(Beginning of EXERCISE PASSAGE)
JACKSON, MS (WLBT) - If you suffer cold and sinus problems, starting Thursday, you won't find any remedy containing pseudoephedrine on store shelves.

A new state law takes effect July 1, 2010, requiring a physician's prescription to purchase the medication.

In January, two brothers from Rankin County, 34-year-old Billy W. Couch and 28-year-old Dusty F. Couch, were arrested by Mississippi Bureau of Narcotics (MBN) agents and charged with making crystal meth in a travel trailer.

Two months later, 25-year-old William Bryant Prescott and 48-year-old Toney K. Hefner of Hinds County were also charged with meth manufacturing.

Law officers said the key ingredient they all used, pseudoephedrine, is now more difficult to obtain.

Starting Thursday, it will take a doctor's prescription to get the narcotic used in cold medicines like Sudafed.

MBN officials said last year there were more meth arrests than the combined total of crack and powder cocaine arrests.

In 2009, there were 722 meth lab seizures.  From January 1st, 2010, to date there have been 529.

136 children have been removed from locations where meth was made.
(End of EXERCISE PASSAGE)
(Beginning of RECORDED INFORMATION)
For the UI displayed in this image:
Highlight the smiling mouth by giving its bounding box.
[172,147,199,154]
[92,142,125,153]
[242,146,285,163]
(End of RECORDED INFORMATION)
▶ _WHAT TO WORK ON_
1) According to the pseudoephedrine news report, how many meth lab seizures were there in 2009?
2) Extract from the pseudoephedrine news report the passage that begins at the words "A new state" and stops after "a travel trailer.".
3) Say whether each statement agrees with the pseudoephedrine news report, answering yes or no and quoting the deciding words: (a) The new state law takes effect July 1, 2010. (b) The two Couch brothers were from Hinds County. (c) 136 children have been removed from locations where meth was made.

▶ _RESPONSES FOR EACH TASK_
1) 722

2)
A new state law takes effect July 1, 2010, requiring a physician's prescription to purchase the medication.

In January, two brothers from Rankin County, 34-year-old Billy W. Couch and 28-year-old Dusty F. Couch, were arrested by Mississippi Bureau of Narcotics (MBN) agents and charged with making crystal meth in a travel trailer.

3)
(a) Yes: "A new state law takes effect July 1, 2010"
(b) No: "two brothers from Rankin County"
(c) Yes: "136 children have been removed from locations where meth was made."